* Begin EXERCISE DATA *
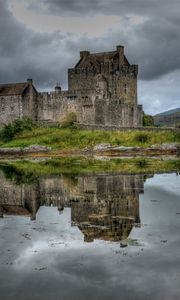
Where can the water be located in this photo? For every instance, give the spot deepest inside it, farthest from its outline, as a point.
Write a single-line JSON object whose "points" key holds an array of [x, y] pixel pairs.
{"points": [[90, 237]]}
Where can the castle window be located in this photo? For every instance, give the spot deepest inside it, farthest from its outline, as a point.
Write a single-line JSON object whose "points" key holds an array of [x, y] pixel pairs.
{"points": [[125, 88]]}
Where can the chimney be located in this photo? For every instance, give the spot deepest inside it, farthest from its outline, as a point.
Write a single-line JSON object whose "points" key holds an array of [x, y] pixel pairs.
{"points": [[84, 54], [57, 89], [120, 50], [29, 80]]}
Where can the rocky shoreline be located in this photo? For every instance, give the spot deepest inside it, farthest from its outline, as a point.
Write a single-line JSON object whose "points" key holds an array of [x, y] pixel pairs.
{"points": [[100, 149]]}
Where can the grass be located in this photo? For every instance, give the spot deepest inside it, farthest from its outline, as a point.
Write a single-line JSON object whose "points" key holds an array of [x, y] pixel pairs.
{"points": [[24, 171], [69, 138]]}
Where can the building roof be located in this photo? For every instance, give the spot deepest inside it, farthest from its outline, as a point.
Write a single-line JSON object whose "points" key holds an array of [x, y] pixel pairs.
{"points": [[13, 88], [91, 59]]}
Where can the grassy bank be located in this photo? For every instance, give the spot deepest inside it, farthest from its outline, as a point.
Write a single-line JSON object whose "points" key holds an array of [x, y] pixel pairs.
{"points": [[69, 138], [27, 171]]}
* End EXERCISE DATA *
INSTRUCTIONS TO FOLLOW >>
Write out the listing above word for word, leaving out the picture.

OUTPUT FOR THIS TASK >>
Where can the water be located in this photo? For every instance, give the spot deepest inside it, farthest from its outline, as a point.
Write a single-line JSON object whose "points" key holds an array of [x, y] pixel pairs.
{"points": [[90, 237]]}
Where can the castle window be located in this photo? For every instance, give the spot deepest inside it, farthest from its outline, as a point.
Write a single-line JSON object whose "points" key holds an array of [x, y] pixel pairs.
{"points": [[125, 88]]}
Where can the chimney be located in this photo? For every instance, give the spot deepest inside it, farthest from its outline, as a point.
Write a single-line JSON object whose "points" key holds an array of [x, y] pixel pairs.
{"points": [[84, 54], [57, 89], [120, 50], [29, 80]]}
Where can the rocky shoreline be located in this photo? For every instance, give the spot deepest inside it, farthest from its outline, as a point.
Write a single-line JSON object whose "points" key holds an array of [x, y] pixel pairs.
{"points": [[100, 149]]}
Where can the grass be located in this photo? For every instance, give the spot deepest inside it, farthest from its outline, as a point.
Write a single-line JSON object whose "points" key holds an array of [x, y] pixel pairs.
{"points": [[24, 171], [69, 138]]}
Where can the building roof be located in this photo? For every instance, give the spot deepest inside it, farthest from its outline, as a point.
Write a single-line JSON object whose "points" key holds an array of [x, y] pixel pairs.
{"points": [[13, 88], [91, 59]]}
Where can the grassy bank be located in this photo? For every instance, give the spot deepest inside it, farthest from its outline, as a point.
Write a single-line JSON object whose "points" key holds an array of [x, y] pixel pairs.
{"points": [[69, 138], [27, 171]]}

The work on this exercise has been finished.